* [What the task asks] Starting at the line that contains "TARGET = stone railing post" and ending with the last line of the records, write out those lines again with "pick out" switched to "mark" and everything else left unchanged. Give only those lines.

┌────────

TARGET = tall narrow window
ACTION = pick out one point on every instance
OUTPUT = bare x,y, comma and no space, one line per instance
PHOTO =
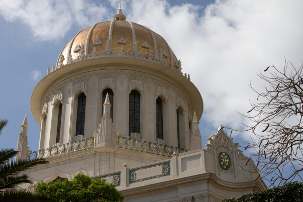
111,99
159,118
134,112
80,122
180,127
59,122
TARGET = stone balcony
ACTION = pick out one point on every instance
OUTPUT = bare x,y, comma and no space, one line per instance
122,142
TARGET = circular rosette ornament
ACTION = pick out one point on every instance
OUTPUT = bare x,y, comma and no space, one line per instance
224,160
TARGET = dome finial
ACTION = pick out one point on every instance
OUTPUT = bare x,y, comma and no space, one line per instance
120,15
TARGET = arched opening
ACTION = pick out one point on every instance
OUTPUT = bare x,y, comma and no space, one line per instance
43,130
134,112
111,99
159,118
80,121
59,118
180,128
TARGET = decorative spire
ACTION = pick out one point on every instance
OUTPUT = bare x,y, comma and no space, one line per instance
107,101
22,145
195,119
196,136
119,15
106,106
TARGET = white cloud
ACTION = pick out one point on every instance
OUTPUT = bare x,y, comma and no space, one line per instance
51,19
223,49
35,75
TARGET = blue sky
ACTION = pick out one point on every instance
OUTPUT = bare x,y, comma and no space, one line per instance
223,45
21,55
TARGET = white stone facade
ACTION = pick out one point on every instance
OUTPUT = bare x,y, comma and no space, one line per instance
142,166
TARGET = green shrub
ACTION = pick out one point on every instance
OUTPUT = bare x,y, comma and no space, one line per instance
292,192
80,189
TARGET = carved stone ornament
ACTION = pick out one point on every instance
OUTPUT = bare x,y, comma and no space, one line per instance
57,98
80,86
78,48
122,41
221,140
44,109
61,60
145,45
98,42
178,64
224,160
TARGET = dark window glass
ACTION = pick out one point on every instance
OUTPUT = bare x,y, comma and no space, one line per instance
179,125
59,122
134,112
80,122
159,118
111,99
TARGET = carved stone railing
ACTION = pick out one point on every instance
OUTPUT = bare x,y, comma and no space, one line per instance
59,149
148,147
148,172
113,178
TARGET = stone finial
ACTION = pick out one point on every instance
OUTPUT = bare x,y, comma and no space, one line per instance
106,106
195,119
22,145
120,16
196,136
107,100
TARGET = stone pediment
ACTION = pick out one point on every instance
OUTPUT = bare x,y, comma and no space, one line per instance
225,158
221,139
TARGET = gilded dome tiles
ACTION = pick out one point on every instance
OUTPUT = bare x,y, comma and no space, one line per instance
118,38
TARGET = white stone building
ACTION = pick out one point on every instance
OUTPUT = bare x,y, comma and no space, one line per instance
118,106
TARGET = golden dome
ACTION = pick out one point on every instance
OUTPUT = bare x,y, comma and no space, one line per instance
118,38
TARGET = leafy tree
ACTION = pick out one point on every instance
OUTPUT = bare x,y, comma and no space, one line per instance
276,119
80,189
289,192
10,169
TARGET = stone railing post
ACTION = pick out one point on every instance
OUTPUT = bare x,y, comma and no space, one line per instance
174,165
124,176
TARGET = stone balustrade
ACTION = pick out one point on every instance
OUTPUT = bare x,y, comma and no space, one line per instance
148,147
59,149
180,165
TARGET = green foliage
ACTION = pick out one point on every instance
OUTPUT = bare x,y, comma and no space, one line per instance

└────────

* [Task solution]
TARGET = stone railing post
ACTION = mark one point on every instance
OUTPUT = bare x,y, comma and no space, one line per instance
174,165
124,176
TARGET = stone balustrade
ACTION = mark one point on every instance
OUTPUT = bare x,y, comma and no space, one line per instance
148,147
59,149
180,165
TARGET = green foliage
ACTION = mark one point on every instance
OUTPUT = bare x,y, comma and no space, one line per instance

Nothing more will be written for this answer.